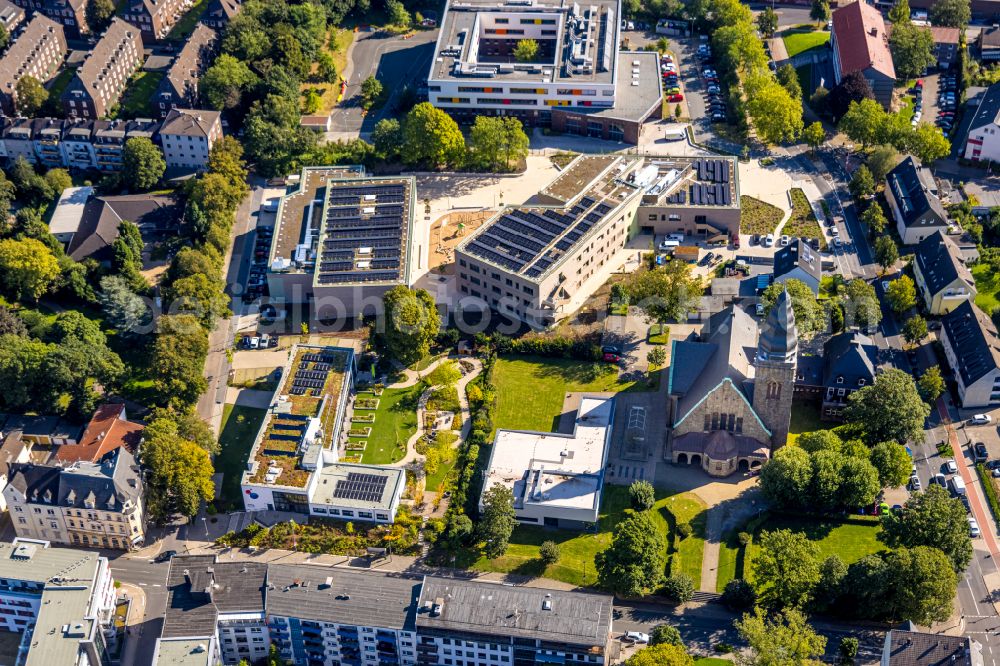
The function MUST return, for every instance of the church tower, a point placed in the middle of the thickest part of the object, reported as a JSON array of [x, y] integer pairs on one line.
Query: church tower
[[774, 376]]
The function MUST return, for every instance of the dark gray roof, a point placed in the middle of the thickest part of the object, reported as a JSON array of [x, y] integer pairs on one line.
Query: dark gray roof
[[989, 107], [973, 336], [327, 594], [940, 262], [910, 186], [913, 648], [851, 355], [494, 609], [198, 588], [798, 254]]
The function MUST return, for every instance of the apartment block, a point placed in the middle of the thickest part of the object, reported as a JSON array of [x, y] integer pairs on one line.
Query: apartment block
[[38, 51], [538, 263], [60, 600], [96, 504], [179, 88], [101, 80], [155, 17], [187, 137], [71, 14]]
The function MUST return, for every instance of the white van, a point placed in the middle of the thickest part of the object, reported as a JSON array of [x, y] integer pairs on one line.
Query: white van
[[957, 485]]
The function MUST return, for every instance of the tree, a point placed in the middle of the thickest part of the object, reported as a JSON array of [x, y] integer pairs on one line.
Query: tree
[[666, 294], [786, 568], [29, 95], [371, 92], [915, 329], [928, 143], [820, 11], [901, 293], [875, 218], [767, 22], [223, 84], [932, 518], [951, 13], [411, 322], [179, 476], [881, 161], [526, 50], [432, 137], [633, 564], [809, 315], [664, 654], [890, 409], [665, 634], [387, 137], [786, 638], [786, 478], [99, 13], [27, 268], [549, 552], [642, 495], [814, 135], [912, 49], [886, 252], [142, 163], [861, 306], [893, 464], [398, 15], [931, 384]]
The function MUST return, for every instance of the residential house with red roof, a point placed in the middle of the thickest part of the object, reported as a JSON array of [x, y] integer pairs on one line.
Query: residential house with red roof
[[860, 43]]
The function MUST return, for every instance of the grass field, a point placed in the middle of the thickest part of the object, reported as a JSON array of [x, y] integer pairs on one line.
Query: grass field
[[577, 549], [530, 390], [851, 540], [798, 41], [758, 217], [988, 288], [395, 423], [239, 427], [137, 100]]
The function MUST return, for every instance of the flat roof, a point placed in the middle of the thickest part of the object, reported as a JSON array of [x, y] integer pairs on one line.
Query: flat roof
[[555, 469], [492, 608], [532, 241], [302, 419], [359, 486], [328, 594], [367, 223], [583, 47]]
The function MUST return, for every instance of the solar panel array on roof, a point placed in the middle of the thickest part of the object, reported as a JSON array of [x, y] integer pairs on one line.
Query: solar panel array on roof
[[362, 487], [372, 217]]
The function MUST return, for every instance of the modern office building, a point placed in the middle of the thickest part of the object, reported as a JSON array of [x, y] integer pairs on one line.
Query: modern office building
[[342, 240], [60, 600], [556, 478]]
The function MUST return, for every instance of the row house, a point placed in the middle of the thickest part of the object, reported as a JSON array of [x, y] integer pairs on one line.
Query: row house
[[38, 52], [101, 80], [155, 17], [70, 14], [179, 88]]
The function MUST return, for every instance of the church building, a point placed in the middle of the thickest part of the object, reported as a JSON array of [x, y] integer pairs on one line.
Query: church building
[[730, 392]]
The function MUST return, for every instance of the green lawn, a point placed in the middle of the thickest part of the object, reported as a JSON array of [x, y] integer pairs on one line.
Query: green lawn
[[988, 288], [395, 423], [239, 428], [137, 100], [530, 389], [577, 549], [758, 217], [797, 41]]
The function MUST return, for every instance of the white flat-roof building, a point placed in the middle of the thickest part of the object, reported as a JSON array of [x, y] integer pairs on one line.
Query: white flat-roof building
[[556, 478]]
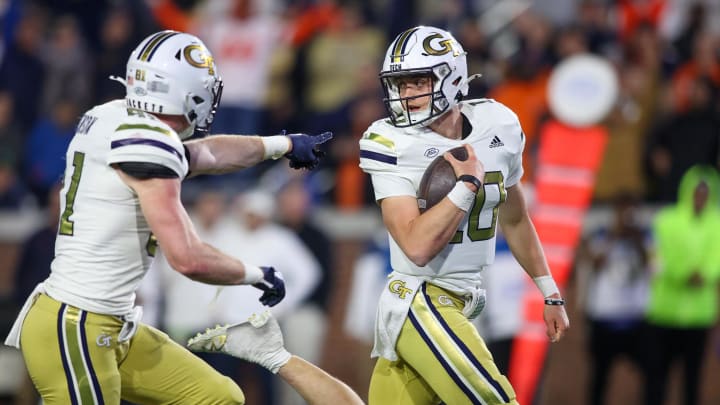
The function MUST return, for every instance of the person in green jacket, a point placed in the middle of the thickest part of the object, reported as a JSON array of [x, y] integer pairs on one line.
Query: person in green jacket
[[683, 305]]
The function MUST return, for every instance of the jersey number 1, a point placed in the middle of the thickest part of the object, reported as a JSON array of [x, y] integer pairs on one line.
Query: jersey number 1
[[66, 225]]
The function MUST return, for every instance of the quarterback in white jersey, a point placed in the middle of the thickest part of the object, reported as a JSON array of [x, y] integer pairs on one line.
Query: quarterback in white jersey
[[80, 336], [428, 350]]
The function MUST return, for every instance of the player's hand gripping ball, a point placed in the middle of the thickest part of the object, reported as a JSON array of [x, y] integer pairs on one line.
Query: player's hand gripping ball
[[439, 178]]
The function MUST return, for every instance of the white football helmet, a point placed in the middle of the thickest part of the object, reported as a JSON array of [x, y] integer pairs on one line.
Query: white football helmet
[[424, 51], [173, 73]]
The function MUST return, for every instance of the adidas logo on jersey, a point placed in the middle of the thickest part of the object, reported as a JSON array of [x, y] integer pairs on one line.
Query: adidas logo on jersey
[[496, 142]]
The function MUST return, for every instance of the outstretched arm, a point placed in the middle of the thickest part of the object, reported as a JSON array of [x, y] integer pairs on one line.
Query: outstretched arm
[[315, 385], [525, 246], [218, 154]]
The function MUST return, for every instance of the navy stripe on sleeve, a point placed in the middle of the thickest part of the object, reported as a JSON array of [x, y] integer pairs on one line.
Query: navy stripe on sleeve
[[380, 157]]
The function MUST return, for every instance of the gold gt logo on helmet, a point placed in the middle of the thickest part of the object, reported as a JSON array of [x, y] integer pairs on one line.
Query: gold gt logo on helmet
[[199, 57], [446, 46]]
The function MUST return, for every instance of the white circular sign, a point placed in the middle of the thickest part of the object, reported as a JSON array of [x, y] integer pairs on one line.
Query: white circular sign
[[582, 90]]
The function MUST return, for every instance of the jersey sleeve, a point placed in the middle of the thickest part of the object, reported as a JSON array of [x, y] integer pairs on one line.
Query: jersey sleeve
[[509, 124], [379, 158], [515, 171], [148, 142]]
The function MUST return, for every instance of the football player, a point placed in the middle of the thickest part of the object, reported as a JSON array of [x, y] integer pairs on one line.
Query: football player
[[428, 350], [80, 336]]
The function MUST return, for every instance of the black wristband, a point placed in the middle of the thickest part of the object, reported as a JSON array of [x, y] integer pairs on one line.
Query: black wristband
[[471, 179], [554, 301]]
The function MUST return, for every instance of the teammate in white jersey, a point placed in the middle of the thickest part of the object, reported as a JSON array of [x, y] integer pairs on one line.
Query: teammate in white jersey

----

**Work required:**
Rewrite every one of the items above with "thickest part" changed to "widest part" wherever it occurs, keeping everything else the same. Leave the pictures out.

**Task response:**
The function MUST return, for every instance of the church tower, a point placed in the middle of the widest part of the object, reported as a JSON array of [x, y] integer pairs on one line.
Query: church tower
[[774, 376]]
The function MUST return, for every instance of the dark gray roof, a point placed in the middle of the widest part of the object, reported as a JSON array of [x, y] integer pairs on one line.
Query: dark gray roof
[[989, 107], [973, 336], [327, 594], [940, 262], [910, 186], [913, 648], [851, 355], [494, 609], [198, 588], [798, 254]]
The function MUST return, for every instance of the apartment block, a point placed in the middle of the widest part of the object, reported as a JSON array of [x, y] integer pairs on one line.
Query: apartment block
[[38, 51], [538, 263], [60, 600], [96, 504], [179, 88], [101, 80], [155, 17], [187, 137], [71, 14]]
The function MUST return, for every instance of the white van, a point placed in the middle of the widest part of the object, reported as a JSON array of [x, y] integer pairs on one line.
Query: white van
[[957, 485]]
The function MUST return, for every instance of the tree, a point placed in the middle of the widest part of the object, reported as a JSON array of [x, y] integer pairs on one line.
Query: tree
[[666, 294], [786, 568], [29, 95], [371, 92], [915, 329], [928, 143], [820, 11], [901, 293], [875, 218], [767, 22], [223, 84], [932, 518], [951, 13], [411, 322], [179, 476], [881, 161], [526, 50], [432, 137], [633, 564], [809, 315], [664, 654], [890, 409], [665, 634], [387, 137], [786, 638], [786, 478], [99, 13], [27, 268], [549, 552], [642, 495], [814, 135], [912, 49], [886, 252], [142, 163], [861, 306], [893, 464], [398, 15], [931, 384]]
The function MUST return, for every instance of the residential house with red roof, a point placed in the middle of the widest part of the object, reported as a JSON array of [x, y] integer pairs on one line.
Query: residential house with red roof
[[860, 43]]
The function MUST return, for every instance of the grass field, a point placed in the middle of the widest part of the object, reported as a JSON array of [x, y] integer pairs on one line.
Query: grass field
[[577, 549], [530, 390], [851, 540], [798, 41], [758, 217], [988, 288], [395, 423], [239, 427], [137, 100]]
The function MUST return, for every instance of the flat roof, a point placed in the middle of the widest part of the object, reported as a JSON array of [x, y] integer pairs on one line.
Query: flat roof
[[555, 469], [492, 608], [532, 241], [302, 419], [359, 486], [328, 594], [367, 223], [583, 47]]
The function MUST return, for every instance of the solar panel array on roof, a point placed in the middle of the widest part of the object, reported as a JSON array of [x, y] integer pairs on one line.
Query: solar panel array on roof
[[362, 487], [372, 217]]
The function MUST return, for every instance of the modern office building, a point placed in the middle of the widest part of the object, reported as a JSON array of [x, y] integer pairs on one line.
Query: modern office building
[[342, 240], [60, 600], [556, 478]]
The function MUST return, for every instance of the row house, a point placed in the middle of the widest part of the object, reported as a JSON array of [x, y] integer pairs on one line.
Query: row house
[[38, 52], [101, 80], [155, 17], [70, 14], [179, 88]]
The function MUST return, for every instance of the church building, a point placed in the middle of the widest part of the object, reported as a JSON array of [x, y] integer pairs on one line.
Query: church building
[[730, 392]]
The function MUST return, for every instance of the green lawn, a point placed in the middle of the widest part of the object, reported as a JSON array of [x, y] integer pairs on one line.
Query: green lawn
[[988, 288], [395, 423], [239, 428], [137, 100], [530, 389], [577, 549], [758, 217], [797, 41]]
The function MUST return, for every instance of the white flat-roof building, a point placed in the middle of the widest part of the object, reported as a JSON array of [x, y] integer pairs on one line.
Query: white flat-roof building
[[556, 478]]
The function MUST return, for every instance of the person in green jacket, a point placed in the middle of the widest part of the object, reported as a JSON array of [x, y] integer pairs on one line.
Query: person in green jacket
[[683, 305]]
The function MUST return, for every instance of the jersey number 1, a point placed in the middle of the widest part of the object, reported as a JSON array of [x, y] integer pairs on one line.
Query: jersey number 1
[[66, 225]]
The function MUST return, for every instance of the quarterback in white jersey, a point placed in the middle of the widest part of the object, reported as a JSON array of [x, y] integer pairs on one line.
Query: quarterback in white jersey
[[80, 336], [428, 350]]
The function MUST return, for every instance of the player's hand gripping ball, a point placed in the middle of the widest part of the object, reported as a JSON array of [x, y] integer pairs on one line.
Query: player's hand gripping ball
[[439, 178]]
The function MUST return, for every instance of the white football helmet, a point placed in the middle of the widest part of the object, reported as a JSON array of [x, y] integer pairs on one line.
Query: white football helmet
[[424, 51], [173, 73]]
The function MUST return, for every instance of the adidas logo on jersey, a point placed in the middle of the widest part of the object, reported as a JSON array of [x, y] integer pairs on one line.
Query: adidas logo on jersey
[[496, 142]]
The function MUST return, for every instance of the outstretched arm, a point placed in the middle of the widest part of the object, reported as a JSON array of [x, y] integer pairs on one line.
Query: outstretched arm
[[315, 385], [525, 246], [218, 154]]
The function MUST return, for every instance of the navy stripe on sleeve, a point placed in the middle of the widest part of the object, reported as a JSON array of [x, y] integer pairs on one line.
Query: navy stripe on sleeve
[[380, 157]]
The function MUST return, for every instance of the gold gt logo on helmet, a point placed in the middle of the widest part of the object, reported as a JSON array of [x, y] integer pairs on one line.
Query: gold gt logo on helmet
[[199, 57], [446, 46]]
The function MUST return, for every instance of the white circular sign, a point placed in the middle of the widest part of the object, reported as a JSON array of [x, y] integer pairs on one line.
Query: white circular sign
[[582, 90]]
The function MUST return, for every instance of the jersey sleeve, a point placed in the middle of the widest part of the object, reported as a JSON array of [x, y] integer pairs on one line.
Query: jersey sleeve
[[509, 124], [379, 158], [515, 171], [148, 142]]
The function MUST return, for every instance of the football player, a point placed in the middle of the widest part of the object, reported as a JSON array of [x, y] integer pairs on one line.
Query: football player
[[428, 350], [80, 336]]
The function MUST return, for every instance of the black wristband, a point placed in the middle of the widest part of the object, reported as a JSON array of [x, y] integer pairs on one line.
Query: black wristband
[[471, 179], [554, 301]]
The function MUST return, for every instance of the teammate in white jersey, a point placed in the middle of the widest part of the object, reported as a JSON array of [x, y] integer pairs on one line.
Query: teammate in white jersey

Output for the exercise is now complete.